The problem: From the line containing "Expected: for every instance of the bride" down to the last line of the material below, copy each line exactly and leave out the rest.

Extracted records:
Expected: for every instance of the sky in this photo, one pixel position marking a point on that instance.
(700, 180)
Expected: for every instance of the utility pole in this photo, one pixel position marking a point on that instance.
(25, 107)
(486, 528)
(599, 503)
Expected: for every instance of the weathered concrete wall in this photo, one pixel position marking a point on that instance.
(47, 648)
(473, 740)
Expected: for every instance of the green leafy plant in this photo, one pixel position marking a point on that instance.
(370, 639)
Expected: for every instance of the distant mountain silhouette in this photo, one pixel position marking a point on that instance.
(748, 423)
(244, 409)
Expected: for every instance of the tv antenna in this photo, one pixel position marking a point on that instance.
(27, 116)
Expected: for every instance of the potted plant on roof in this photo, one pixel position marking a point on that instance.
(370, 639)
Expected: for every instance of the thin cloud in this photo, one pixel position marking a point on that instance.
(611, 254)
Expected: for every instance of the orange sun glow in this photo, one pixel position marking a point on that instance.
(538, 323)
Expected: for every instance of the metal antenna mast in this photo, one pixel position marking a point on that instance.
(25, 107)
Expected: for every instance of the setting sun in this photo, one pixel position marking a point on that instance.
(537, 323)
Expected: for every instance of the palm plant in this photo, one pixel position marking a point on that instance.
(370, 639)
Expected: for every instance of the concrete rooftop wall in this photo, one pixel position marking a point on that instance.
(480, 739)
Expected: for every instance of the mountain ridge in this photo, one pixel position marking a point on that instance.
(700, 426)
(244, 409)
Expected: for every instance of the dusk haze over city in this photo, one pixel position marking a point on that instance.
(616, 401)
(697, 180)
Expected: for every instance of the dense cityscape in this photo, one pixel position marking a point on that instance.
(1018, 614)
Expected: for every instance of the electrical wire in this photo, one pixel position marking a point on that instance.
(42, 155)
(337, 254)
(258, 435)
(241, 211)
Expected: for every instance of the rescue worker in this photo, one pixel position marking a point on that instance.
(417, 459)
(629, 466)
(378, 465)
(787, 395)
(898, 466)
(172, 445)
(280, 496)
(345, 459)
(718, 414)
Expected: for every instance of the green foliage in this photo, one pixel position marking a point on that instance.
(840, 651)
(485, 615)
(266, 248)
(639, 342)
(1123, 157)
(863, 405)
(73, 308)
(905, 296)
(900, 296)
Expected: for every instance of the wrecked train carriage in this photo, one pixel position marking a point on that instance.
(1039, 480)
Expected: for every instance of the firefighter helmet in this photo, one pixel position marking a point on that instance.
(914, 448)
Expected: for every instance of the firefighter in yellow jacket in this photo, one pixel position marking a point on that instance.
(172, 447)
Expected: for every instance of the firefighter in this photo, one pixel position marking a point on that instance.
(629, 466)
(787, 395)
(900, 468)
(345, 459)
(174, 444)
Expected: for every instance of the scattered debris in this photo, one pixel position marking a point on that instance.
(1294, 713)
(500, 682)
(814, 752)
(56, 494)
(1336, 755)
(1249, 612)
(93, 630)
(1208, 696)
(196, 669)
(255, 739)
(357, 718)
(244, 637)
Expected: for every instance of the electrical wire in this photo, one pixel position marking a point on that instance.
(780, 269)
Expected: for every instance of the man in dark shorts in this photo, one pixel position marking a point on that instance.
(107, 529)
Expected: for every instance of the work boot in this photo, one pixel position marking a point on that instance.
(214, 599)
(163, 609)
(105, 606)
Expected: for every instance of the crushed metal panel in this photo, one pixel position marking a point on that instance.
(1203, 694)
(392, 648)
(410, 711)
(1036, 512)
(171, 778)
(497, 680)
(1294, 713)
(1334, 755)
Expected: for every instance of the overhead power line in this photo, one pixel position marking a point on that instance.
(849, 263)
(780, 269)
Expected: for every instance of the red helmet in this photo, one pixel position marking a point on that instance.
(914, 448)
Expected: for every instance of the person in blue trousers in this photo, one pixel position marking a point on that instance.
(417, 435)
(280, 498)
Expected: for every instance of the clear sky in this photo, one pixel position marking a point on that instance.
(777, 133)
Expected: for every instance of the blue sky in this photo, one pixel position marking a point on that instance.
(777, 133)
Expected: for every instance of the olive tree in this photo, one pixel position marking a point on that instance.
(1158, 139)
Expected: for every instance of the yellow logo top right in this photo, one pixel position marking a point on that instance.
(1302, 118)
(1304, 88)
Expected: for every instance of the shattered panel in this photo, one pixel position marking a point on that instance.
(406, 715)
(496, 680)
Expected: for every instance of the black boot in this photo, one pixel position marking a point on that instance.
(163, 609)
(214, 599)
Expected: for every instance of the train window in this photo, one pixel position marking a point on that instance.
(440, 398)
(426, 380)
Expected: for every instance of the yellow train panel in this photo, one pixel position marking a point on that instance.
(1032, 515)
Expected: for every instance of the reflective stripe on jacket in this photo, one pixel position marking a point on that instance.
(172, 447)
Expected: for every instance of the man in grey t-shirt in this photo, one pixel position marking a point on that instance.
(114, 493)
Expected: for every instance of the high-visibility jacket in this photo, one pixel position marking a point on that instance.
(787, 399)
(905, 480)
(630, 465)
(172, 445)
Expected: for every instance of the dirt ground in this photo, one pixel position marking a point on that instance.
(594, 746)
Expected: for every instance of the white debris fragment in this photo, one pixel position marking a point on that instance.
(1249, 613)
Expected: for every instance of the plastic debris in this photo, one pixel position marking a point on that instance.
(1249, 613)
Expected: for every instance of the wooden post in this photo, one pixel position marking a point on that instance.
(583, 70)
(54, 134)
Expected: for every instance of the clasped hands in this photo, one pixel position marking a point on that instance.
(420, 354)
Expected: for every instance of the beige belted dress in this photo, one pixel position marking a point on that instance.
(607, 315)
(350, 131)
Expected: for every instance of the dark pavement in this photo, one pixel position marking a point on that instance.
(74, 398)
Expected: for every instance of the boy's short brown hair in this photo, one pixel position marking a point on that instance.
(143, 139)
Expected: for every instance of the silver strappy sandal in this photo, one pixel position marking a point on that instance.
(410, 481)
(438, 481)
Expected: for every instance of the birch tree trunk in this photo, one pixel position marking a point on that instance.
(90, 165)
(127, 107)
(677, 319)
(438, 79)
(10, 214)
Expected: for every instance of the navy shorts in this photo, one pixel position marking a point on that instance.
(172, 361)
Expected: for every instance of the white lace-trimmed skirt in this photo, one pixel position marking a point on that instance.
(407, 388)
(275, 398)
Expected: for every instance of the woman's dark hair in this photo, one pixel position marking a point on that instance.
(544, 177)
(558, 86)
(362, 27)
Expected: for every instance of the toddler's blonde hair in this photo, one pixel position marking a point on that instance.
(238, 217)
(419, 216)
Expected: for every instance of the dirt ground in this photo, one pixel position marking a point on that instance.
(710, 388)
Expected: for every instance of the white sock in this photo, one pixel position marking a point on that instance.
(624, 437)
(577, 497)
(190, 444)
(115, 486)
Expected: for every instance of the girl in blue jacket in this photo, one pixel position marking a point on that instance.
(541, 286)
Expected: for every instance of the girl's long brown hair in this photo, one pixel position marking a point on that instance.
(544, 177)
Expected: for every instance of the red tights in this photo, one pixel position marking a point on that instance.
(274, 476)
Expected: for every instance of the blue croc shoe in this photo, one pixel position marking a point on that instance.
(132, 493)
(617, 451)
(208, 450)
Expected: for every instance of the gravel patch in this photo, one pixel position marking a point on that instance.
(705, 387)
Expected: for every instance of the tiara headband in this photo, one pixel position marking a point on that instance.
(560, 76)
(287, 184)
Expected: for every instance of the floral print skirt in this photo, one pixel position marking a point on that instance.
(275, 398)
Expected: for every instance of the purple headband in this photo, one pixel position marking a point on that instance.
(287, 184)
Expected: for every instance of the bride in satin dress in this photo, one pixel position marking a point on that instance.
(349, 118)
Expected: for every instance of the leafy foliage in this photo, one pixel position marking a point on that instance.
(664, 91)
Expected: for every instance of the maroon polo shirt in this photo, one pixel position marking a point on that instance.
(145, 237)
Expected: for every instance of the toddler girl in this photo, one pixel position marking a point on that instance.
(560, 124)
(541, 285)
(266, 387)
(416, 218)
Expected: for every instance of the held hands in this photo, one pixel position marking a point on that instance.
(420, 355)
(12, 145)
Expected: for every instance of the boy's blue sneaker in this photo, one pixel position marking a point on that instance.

The completed task:
Expected: for every instance of the bride in satin dress in this photo, one pixel position marking a point on that instance.
(349, 118)
Expected: for every instance of the leafy foliage in this photo, one pixel position marking a point on that instance.
(664, 91)
Expected: for every instance of the maroon polo shirt in this photo, one pixel position marking a point on that instance.
(145, 237)
Expected: for every instance of the toddler girl in this photo, one pixel position marking a point on that instance.
(560, 124)
(541, 285)
(266, 387)
(416, 218)
Expected: for every instance of the held hands in this photo, one pixel position marking a point on that instance.
(420, 355)
(12, 145)
Expected: for every instance of the boy's blue sneaker in this photo, one pixel position marking a point on that instance.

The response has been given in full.